GIVEN EXERCISE: Copy out every one of the records below word for word, keeping each line in the same order.

-- BEGIN DATA SHOWN --

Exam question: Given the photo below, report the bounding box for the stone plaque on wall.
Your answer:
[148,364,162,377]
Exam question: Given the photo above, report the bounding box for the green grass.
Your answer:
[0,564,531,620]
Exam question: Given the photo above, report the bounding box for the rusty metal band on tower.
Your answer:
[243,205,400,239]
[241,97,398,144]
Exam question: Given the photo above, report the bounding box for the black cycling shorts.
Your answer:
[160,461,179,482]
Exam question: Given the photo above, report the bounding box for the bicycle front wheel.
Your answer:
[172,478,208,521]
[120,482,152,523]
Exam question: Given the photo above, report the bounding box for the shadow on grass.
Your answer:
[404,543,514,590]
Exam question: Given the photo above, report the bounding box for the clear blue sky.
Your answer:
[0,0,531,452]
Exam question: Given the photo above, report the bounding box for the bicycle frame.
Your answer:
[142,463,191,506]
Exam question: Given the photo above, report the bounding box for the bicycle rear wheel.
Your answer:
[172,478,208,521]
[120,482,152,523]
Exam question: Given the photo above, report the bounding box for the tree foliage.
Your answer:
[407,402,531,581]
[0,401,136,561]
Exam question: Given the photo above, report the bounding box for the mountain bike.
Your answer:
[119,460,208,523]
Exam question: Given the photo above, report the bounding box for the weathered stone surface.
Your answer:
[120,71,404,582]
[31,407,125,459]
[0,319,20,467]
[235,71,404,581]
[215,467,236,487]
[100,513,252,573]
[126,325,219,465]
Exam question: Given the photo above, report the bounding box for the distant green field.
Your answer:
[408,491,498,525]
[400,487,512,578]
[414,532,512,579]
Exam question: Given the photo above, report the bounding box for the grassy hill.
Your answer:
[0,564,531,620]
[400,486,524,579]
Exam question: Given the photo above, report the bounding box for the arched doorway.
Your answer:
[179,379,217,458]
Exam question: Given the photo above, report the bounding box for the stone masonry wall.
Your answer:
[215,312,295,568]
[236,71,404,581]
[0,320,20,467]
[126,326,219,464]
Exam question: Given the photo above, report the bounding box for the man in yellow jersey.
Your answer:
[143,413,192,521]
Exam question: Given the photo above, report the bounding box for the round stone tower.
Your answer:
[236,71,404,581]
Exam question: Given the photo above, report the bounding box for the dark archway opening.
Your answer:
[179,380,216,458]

-- END DATA SHOWN --

SOLUTION FOR THIS PROBLEM:
Exam question: Given the photo below, report the bounding box for the stone plaque on wall.
Your answer:
[148,364,162,377]
Exam question: Given the photo above, report the bounding box for the green grass.
Your answer:
[0,564,531,620]
Exam question: Given the photo above, report the bounding box for the rusty metal band on tower.
Your answer:
[243,205,400,239]
[241,97,398,144]
Exam question: Given the photo above, report the bounding box for the black cycling shorts.
Your answer:
[160,461,179,482]
Exam question: Given the photo above, report the bounding box for the bicycle front wheel.
Your answer:
[172,478,208,521]
[120,482,152,523]
Exam question: Given the photo above, report the bounding box for the shadow on grass.
Your answer:
[404,543,514,590]
Exam question: Given the photo above, report the bounding box for the clear blue sky.
Your answer:
[0,0,531,452]
Exam question: Given the photo above, report the bounding box for the bicycle frame.
Your answer:
[142,463,191,506]
Exam question: Given the photo above, report the bounding box for the bicycle rear wheel.
Your answer:
[172,478,208,521]
[120,482,152,523]
Exam question: Given the photo above, report the bounding box for the tree foliage.
Your answer:
[407,402,531,581]
[0,401,136,561]
Exam question: Given the photo above, report the bounding box for the mountain bike.
Your answer:
[119,460,208,523]
Exam question: Given the photo above, report the bounding box for the weathered stone surface.
Your answer:
[120,71,404,582]
[31,407,125,459]
[0,319,20,467]
[235,71,404,581]
[215,467,236,487]
[100,513,252,573]
[126,325,219,465]
Exam question: Given the photo above, report the bounding box for the distant green field.
Your answer:
[408,491,498,525]
[400,487,512,578]
[414,532,512,579]
Exam question: Given the photo above, report the bounding box for the grassy hill.
Your answer:
[0,564,531,620]
[400,486,524,579]
Exam question: Given the photo above, report the bounding box for the arched doorway.
Your answer:
[179,379,217,458]
Exam question: Given the photo above, report the bounding box for the stone masonry wall.
Your answer:
[215,312,295,568]
[236,71,404,581]
[0,320,20,467]
[126,326,219,464]
Exam question: Given the photo above, report the bounding box for the man in yellow jersey.
Your answer:
[143,413,192,521]
Exam question: Given the photo above, report the bounding box for the round stone tower.
Your answer:
[236,71,404,581]
Exam question: Given the photo above, report the bounding box for the dark archway opening.
Your answer:
[179,380,216,458]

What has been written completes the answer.